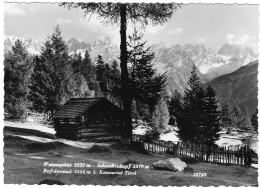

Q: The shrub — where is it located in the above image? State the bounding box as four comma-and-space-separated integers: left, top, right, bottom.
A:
143, 128, 160, 142
88, 145, 110, 153
180, 157, 200, 164
166, 148, 177, 156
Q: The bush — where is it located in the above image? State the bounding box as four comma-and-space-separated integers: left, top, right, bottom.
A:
88, 145, 110, 153
180, 157, 200, 164
166, 148, 177, 156
143, 128, 160, 142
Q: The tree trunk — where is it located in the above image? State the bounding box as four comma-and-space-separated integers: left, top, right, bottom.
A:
120, 4, 132, 144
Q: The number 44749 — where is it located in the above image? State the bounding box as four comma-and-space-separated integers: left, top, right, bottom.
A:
193, 172, 207, 177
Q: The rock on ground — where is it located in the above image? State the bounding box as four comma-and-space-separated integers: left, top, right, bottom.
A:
152, 158, 187, 172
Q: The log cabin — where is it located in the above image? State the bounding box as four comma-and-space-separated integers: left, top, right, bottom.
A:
52, 97, 123, 142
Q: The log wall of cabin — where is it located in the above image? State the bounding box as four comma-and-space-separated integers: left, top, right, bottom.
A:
53, 103, 122, 142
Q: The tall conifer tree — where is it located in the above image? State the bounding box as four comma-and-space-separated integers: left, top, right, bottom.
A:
251, 109, 258, 131
203, 85, 221, 152
169, 90, 183, 126
4, 40, 32, 119
60, 2, 181, 143
177, 65, 206, 143
29, 26, 76, 114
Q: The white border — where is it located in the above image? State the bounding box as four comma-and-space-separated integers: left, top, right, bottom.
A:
0, 0, 259, 188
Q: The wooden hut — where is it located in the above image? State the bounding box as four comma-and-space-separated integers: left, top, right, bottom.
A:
52, 97, 123, 142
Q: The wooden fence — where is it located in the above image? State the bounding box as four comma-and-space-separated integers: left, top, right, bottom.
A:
132, 134, 257, 167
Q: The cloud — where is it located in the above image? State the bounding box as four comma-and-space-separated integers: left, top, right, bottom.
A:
167, 28, 183, 35
226, 33, 256, 45
56, 18, 74, 25
226, 34, 235, 43
4, 4, 26, 15
78, 17, 120, 44
225, 33, 258, 52
145, 25, 165, 34
195, 37, 205, 44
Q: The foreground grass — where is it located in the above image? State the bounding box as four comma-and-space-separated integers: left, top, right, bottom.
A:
3, 126, 258, 186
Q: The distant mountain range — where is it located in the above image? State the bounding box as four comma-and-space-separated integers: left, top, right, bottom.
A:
150, 42, 257, 94
206, 60, 258, 115
4, 34, 258, 95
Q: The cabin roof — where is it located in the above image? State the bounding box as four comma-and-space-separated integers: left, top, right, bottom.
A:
52, 97, 122, 119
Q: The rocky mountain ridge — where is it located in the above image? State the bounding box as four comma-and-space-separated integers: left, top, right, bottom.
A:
4, 34, 258, 95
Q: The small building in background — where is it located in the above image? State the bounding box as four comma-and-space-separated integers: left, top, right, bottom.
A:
52, 97, 123, 142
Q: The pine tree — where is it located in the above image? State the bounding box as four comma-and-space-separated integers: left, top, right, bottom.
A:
4, 39, 33, 119
155, 97, 170, 132
177, 65, 206, 144
71, 52, 83, 74
110, 60, 121, 99
231, 105, 243, 129
105, 63, 112, 94
29, 26, 76, 114
220, 104, 233, 130
251, 109, 258, 131
80, 50, 96, 91
131, 99, 139, 123
169, 90, 182, 126
95, 55, 109, 96
128, 30, 167, 111
202, 85, 221, 148
27, 55, 47, 112
70, 52, 93, 97
239, 107, 254, 131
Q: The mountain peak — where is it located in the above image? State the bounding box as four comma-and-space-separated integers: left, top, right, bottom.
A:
218, 43, 256, 59
93, 36, 113, 47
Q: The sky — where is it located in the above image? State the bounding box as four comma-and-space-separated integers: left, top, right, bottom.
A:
4, 3, 259, 52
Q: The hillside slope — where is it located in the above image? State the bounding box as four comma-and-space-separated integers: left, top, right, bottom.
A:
206, 60, 258, 114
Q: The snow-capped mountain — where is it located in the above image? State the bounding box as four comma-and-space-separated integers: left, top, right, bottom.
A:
66, 38, 91, 53
149, 42, 257, 94
4, 34, 258, 95
4, 35, 43, 55
4, 35, 120, 65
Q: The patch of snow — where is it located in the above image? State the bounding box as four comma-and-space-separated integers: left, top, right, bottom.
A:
63, 155, 75, 158
56, 138, 110, 149
215, 137, 243, 147
220, 55, 231, 61
198, 61, 226, 74
4, 121, 55, 135
160, 131, 179, 143
133, 126, 148, 135
13, 153, 27, 156
5, 133, 53, 143
250, 139, 258, 153
5, 133, 110, 149
28, 156, 46, 160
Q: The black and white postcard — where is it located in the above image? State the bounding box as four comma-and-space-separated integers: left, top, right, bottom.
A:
2, 0, 259, 186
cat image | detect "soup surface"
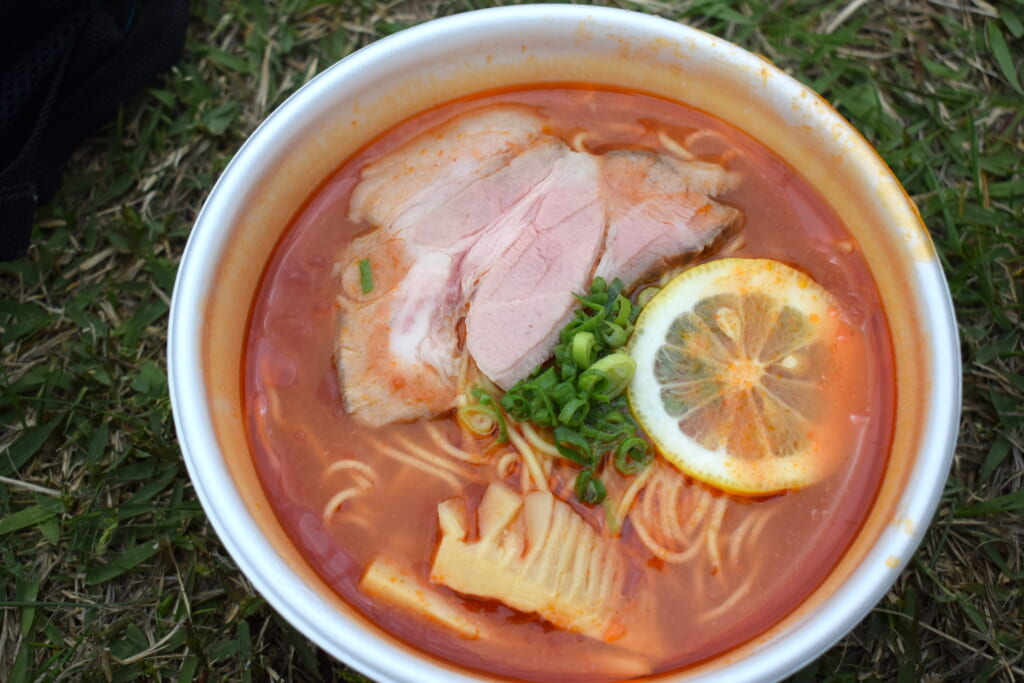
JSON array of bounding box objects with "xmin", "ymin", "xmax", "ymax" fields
[{"xmin": 244, "ymin": 86, "xmax": 894, "ymax": 681}]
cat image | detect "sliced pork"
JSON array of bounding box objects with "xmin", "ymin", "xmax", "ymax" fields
[
  {"xmin": 465, "ymin": 151, "xmax": 604, "ymax": 389},
  {"xmin": 595, "ymin": 150, "xmax": 741, "ymax": 286},
  {"xmin": 338, "ymin": 107, "xmax": 558, "ymax": 425},
  {"xmin": 337, "ymin": 105, "xmax": 741, "ymax": 426}
]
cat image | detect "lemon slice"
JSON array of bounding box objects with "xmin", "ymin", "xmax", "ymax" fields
[{"xmin": 627, "ymin": 258, "xmax": 840, "ymax": 495}]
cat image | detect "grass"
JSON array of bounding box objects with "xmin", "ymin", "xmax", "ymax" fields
[{"xmin": 0, "ymin": 0, "xmax": 1021, "ymax": 681}]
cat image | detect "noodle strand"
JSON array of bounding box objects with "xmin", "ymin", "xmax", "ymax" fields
[
  {"xmin": 323, "ymin": 488, "xmax": 363, "ymax": 518},
  {"xmin": 520, "ymin": 422, "xmax": 560, "ymax": 459},
  {"xmin": 394, "ymin": 437, "xmax": 474, "ymax": 478},
  {"xmin": 325, "ymin": 458, "xmax": 378, "ymax": 483},
  {"xmin": 506, "ymin": 425, "xmax": 550, "ymax": 492},
  {"xmin": 371, "ymin": 441, "xmax": 463, "ymax": 489},
  {"xmin": 426, "ymin": 423, "xmax": 491, "ymax": 465},
  {"xmin": 611, "ymin": 465, "xmax": 655, "ymax": 533},
  {"xmin": 658, "ymin": 130, "xmax": 697, "ymax": 161},
  {"xmin": 705, "ymin": 497, "xmax": 727, "ymax": 571}
]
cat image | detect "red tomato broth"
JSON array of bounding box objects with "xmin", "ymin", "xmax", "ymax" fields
[{"xmin": 243, "ymin": 86, "xmax": 894, "ymax": 681}]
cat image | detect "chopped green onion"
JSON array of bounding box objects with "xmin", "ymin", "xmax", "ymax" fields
[
  {"xmin": 613, "ymin": 437, "xmax": 653, "ymax": 475},
  {"xmin": 577, "ymin": 352, "xmax": 635, "ymax": 401},
  {"xmin": 550, "ymin": 379, "xmax": 577, "ymax": 407},
  {"xmin": 554, "ymin": 426, "xmax": 594, "ymax": 466},
  {"xmin": 600, "ymin": 321, "xmax": 629, "ymax": 349},
  {"xmin": 457, "ymin": 403, "xmax": 498, "ymax": 437},
  {"xmin": 501, "ymin": 382, "xmax": 556, "ymax": 427},
  {"xmin": 603, "ymin": 409, "xmax": 626, "ymax": 426},
  {"xmin": 636, "ymin": 286, "xmax": 661, "ymax": 308},
  {"xmin": 464, "ymin": 389, "xmax": 507, "ymax": 444},
  {"xmin": 571, "ymin": 331, "xmax": 597, "ymax": 368},
  {"xmin": 534, "ymin": 367, "xmax": 559, "ymax": 390},
  {"xmin": 575, "ymin": 468, "xmax": 607, "ymax": 504},
  {"xmin": 612, "ymin": 295, "xmax": 632, "ymax": 327},
  {"xmin": 358, "ymin": 258, "xmax": 373, "ymax": 294},
  {"xmin": 580, "ymin": 422, "xmax": 622, "ymax": 443},
  {"xmin": 557, "ymin": 396, "xmax": 589, "ymax": 426},
  {"xmin": 577, "ymin": 369, "xmax": 609, "ymax": 397}
]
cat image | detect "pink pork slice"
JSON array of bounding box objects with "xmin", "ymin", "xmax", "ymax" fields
[
  {"xmin": 350, "ymin": 105, "xmax": 547, "ymax": 240},
  {"xmin": 594, "ymin": 150, "xmax": 741, "ymax": 286},
  {"xmin": 338, "ymin": 106, "xmax": 553, "ymax": 426},
  {"xmin": 465, "ymin": 150, "xmax": 605, "ymax": 390}
]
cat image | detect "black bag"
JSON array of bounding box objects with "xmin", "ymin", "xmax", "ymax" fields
[{"xmin": 0, "ymin": 0, "xmax": 189, "ymax": 261}]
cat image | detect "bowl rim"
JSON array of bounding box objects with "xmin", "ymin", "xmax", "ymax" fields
[{"xmin": 168, "ymin": 5, "xmax": 962, "ymax": 682}]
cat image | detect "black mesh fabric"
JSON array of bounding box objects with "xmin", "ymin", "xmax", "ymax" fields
[{"xmin": 0, "ymin": 0, "xmax": 189, "ymax": 260}]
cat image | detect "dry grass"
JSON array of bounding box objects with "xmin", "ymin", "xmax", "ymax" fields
[{"xmin": 1, "ymin": 1, "xmax": 1021, "ymax": 681}]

### TASK TO COMPLETE
The response must contain each line above that holds the string "pork".

### ANSWER BELOW
cat image | detect "sliced pork"
cat image | detect "pink pork slice"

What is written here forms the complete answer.